» Set problem:
Rewrite the material from the line with "Locate the player's knee;" through the end, changing "wildebeest" to "gnu" and leaving everything else unchanged.

Begin

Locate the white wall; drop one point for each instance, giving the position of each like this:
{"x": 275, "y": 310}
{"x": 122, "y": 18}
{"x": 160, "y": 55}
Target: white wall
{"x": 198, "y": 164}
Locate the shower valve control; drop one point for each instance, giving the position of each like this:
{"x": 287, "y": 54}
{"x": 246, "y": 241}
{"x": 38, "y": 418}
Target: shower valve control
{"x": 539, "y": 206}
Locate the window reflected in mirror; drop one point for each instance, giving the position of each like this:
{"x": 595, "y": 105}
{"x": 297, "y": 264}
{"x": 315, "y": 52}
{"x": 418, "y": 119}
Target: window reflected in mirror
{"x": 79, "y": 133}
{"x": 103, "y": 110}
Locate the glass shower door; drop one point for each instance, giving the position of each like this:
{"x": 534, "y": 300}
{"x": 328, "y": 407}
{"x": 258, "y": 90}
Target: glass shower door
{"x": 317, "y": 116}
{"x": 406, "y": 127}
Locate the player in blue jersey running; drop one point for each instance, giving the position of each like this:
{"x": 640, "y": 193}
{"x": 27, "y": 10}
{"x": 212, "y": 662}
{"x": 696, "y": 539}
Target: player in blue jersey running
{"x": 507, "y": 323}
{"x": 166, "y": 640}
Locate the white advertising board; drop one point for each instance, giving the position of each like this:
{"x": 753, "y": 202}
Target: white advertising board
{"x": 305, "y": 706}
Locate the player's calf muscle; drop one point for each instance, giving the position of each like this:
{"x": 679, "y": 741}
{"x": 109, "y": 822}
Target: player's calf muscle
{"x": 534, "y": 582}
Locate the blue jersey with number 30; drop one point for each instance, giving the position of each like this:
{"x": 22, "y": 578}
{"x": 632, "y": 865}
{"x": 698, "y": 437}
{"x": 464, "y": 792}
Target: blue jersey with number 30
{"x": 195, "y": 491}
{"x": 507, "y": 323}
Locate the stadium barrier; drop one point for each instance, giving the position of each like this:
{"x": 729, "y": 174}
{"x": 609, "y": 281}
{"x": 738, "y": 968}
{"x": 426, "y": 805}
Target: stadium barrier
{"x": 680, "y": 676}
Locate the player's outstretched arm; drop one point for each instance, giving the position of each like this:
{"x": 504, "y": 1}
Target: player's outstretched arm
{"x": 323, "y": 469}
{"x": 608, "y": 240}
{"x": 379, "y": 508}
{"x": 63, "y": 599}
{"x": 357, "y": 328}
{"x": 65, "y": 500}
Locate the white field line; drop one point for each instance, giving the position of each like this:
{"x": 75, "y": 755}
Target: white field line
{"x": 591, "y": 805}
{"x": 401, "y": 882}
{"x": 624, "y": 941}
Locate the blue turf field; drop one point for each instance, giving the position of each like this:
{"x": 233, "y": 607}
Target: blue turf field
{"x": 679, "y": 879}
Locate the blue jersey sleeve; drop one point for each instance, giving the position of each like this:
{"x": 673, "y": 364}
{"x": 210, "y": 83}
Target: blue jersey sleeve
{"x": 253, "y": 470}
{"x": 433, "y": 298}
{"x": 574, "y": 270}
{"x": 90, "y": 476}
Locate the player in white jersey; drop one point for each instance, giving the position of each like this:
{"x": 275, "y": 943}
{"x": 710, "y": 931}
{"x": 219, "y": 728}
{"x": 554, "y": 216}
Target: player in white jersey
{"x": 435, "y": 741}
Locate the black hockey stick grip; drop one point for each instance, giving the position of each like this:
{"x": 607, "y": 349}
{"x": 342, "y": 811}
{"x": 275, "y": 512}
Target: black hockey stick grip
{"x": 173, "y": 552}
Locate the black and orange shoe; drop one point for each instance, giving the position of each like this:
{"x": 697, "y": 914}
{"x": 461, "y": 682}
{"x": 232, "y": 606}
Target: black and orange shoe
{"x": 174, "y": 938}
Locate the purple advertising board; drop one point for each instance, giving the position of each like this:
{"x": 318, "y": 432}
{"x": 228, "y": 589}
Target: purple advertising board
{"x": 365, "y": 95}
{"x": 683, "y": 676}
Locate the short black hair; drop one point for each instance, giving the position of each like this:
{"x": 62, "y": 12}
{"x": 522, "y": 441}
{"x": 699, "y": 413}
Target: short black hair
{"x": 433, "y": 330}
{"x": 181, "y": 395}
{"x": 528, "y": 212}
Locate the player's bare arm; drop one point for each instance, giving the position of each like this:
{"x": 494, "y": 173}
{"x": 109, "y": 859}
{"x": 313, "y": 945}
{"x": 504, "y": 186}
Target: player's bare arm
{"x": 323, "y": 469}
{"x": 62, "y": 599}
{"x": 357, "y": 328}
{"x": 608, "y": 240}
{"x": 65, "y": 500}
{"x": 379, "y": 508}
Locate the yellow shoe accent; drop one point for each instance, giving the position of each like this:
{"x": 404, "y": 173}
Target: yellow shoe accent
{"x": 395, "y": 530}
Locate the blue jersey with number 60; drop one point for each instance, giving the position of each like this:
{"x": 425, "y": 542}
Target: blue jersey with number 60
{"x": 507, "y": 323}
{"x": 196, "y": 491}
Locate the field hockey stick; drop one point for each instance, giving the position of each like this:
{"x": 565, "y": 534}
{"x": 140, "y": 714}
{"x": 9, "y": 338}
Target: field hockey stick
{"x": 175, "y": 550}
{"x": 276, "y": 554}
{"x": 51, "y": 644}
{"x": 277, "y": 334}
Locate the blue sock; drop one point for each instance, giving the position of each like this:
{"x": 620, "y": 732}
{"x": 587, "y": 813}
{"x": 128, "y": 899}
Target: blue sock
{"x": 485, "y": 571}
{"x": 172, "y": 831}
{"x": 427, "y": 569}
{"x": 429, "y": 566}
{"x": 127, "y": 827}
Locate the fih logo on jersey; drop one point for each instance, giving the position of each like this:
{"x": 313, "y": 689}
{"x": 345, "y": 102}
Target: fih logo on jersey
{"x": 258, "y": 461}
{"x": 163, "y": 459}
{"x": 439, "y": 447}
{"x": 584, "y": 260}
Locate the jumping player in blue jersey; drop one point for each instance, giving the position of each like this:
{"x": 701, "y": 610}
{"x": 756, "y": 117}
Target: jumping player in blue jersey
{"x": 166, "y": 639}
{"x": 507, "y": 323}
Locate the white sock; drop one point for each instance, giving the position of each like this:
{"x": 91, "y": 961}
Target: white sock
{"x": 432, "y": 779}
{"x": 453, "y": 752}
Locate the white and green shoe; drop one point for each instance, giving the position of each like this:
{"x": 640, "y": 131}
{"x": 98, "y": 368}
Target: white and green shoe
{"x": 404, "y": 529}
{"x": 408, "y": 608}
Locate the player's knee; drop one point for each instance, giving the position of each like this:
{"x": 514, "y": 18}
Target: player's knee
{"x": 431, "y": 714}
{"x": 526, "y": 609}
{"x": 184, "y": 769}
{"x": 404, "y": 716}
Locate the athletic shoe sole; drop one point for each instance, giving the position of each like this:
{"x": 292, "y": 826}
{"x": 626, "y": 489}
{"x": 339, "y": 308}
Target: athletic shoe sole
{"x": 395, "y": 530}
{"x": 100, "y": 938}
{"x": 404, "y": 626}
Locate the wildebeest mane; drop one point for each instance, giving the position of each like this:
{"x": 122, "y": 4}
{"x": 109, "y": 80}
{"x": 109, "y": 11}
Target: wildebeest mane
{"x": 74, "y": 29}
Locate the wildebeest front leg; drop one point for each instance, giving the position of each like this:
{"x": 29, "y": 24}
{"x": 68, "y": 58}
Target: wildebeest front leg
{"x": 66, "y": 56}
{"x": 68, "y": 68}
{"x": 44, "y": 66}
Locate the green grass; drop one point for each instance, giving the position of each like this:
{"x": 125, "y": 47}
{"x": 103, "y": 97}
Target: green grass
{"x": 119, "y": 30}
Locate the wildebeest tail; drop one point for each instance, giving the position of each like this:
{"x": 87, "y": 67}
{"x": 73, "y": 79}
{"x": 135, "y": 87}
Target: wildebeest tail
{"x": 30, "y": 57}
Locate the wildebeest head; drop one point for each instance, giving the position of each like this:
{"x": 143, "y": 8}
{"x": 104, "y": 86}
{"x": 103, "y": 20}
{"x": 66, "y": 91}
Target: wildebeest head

End

» Result for this task:
Locate the player's knee; drop one point for each instance, giving the position of each like this:
{"x": 514, "y": 18}
Target: player's knee
{"x": 431, "y": 714}
{"x": 526, "y": 609}
{"x": 184, "y": 769}
{"x": 404, "y": 716}
Locate the athletic shoe sole; drop one point for each instance, giving the position of each like this:
{"x": 292, "y": 826}
{"x": 626, "y": 489}
{"x": 339, "y": 308}
Target: athletic shoe sole
{"x": 395, "y": 530}
{"x": 100, "y": 938}
{"x": 404, "y": 626}
Locate the gnu mane; drop one point for each instance, giving the position of each like this:
{"x": 122, "y": 4}
{"x": 109, "y": 80}
{"x": 109, "y": 11}
Target: gnu mane
{"x": 74, "y": 29}
Locate the gnu front leg; drop one point for each instance, giving the position of each like this:
{"x": 29, "y": 24}
{"x": 68, "y": 58}
Target: gnu front leg
{"x": 66, "y": 56}
{"x": 68, "y": 68}
{"x": 44, "y": 66}
Locate the green grass; drop one point for each instance, giving the position of each like this:
{"x": 125, "y": 47}
{"x": 103, "y": 97}
Target: green grass
{"x": 119, "y": 30}
Locate the gnu tail; drop one point for each instance, giving the position of each like this:
{"x": 87, "y": 67}
{"x": 73, "y": 79}
{"x": 135, "y": 87}
Target: gnu tail
{"x": 30, "y": 57}
Locate the gnu head; drop one point for each instance, giving the position of each like this:
{"x": 143, "y": 8}
{"x": 104, "y": 86}
{"x": 103, "y": 20}
{"x": 66, "y": 91}
Target: gnu head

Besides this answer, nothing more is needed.